==== TEXT EXCERPT

Build your own resource monitor with QuestDB and Grafana

QuestDB is a high performance time-series database with SQL analytics that can power through data ingestion and analysis. It's open source and integrates with many tools and languages. Give us a try!

There are many open tools that allow system administrators to monitor resource utilisation such as CPU, memory, disk, and network. While most of these tools only display the data in an interface, few offer to store the data and make it available to query - or visualize - at a later date.

In this tutorial we'll build a small resource monitor to do just that:

  1. Polls a system for resource usage
  2. Saves the output in a QuestDB instance
  3. Display the output Grafana in realtime

We'll also see how we can use the resulting time series to correlate with other events such as running a particular bit of code. By the end, you'll have a solid template that deepens your understand of both resource monitoring and analysis and the code/resource relationship.

========

Update the resource monitor tutorial between "1. Polls a system" and "the code/resource relationship.", inclusive, giving that passage again with "resource consumption" in place of "resource usage".

==== SOURCE MATERIAL

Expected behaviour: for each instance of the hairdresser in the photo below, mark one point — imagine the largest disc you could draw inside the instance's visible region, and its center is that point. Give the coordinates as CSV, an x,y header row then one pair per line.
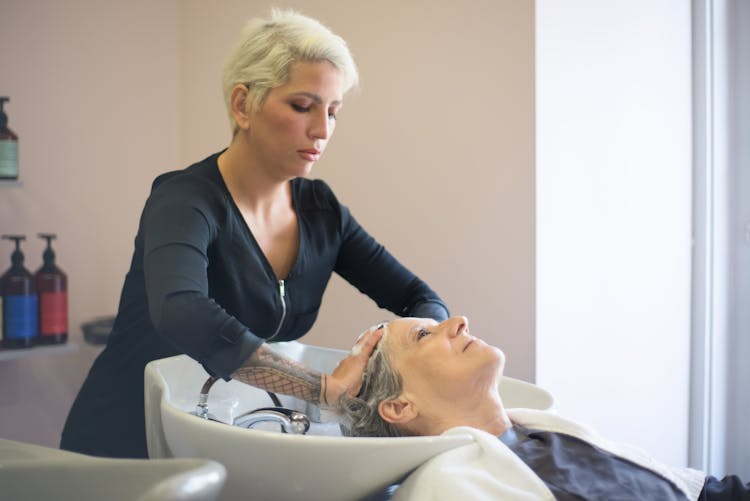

========

## PROBLEM SOLUTION
1. Polls a system for resource consumption
  2. Saves the output in a QuestDB instance
  3. Display the output Grafana in realtime

We'll also see how we can use the resulting time series to correlate with other events such as running a particular bit of code. By the end, you'll have a solid template that deepens your understand of both resource monitoring and analysis and the code/resource relationship.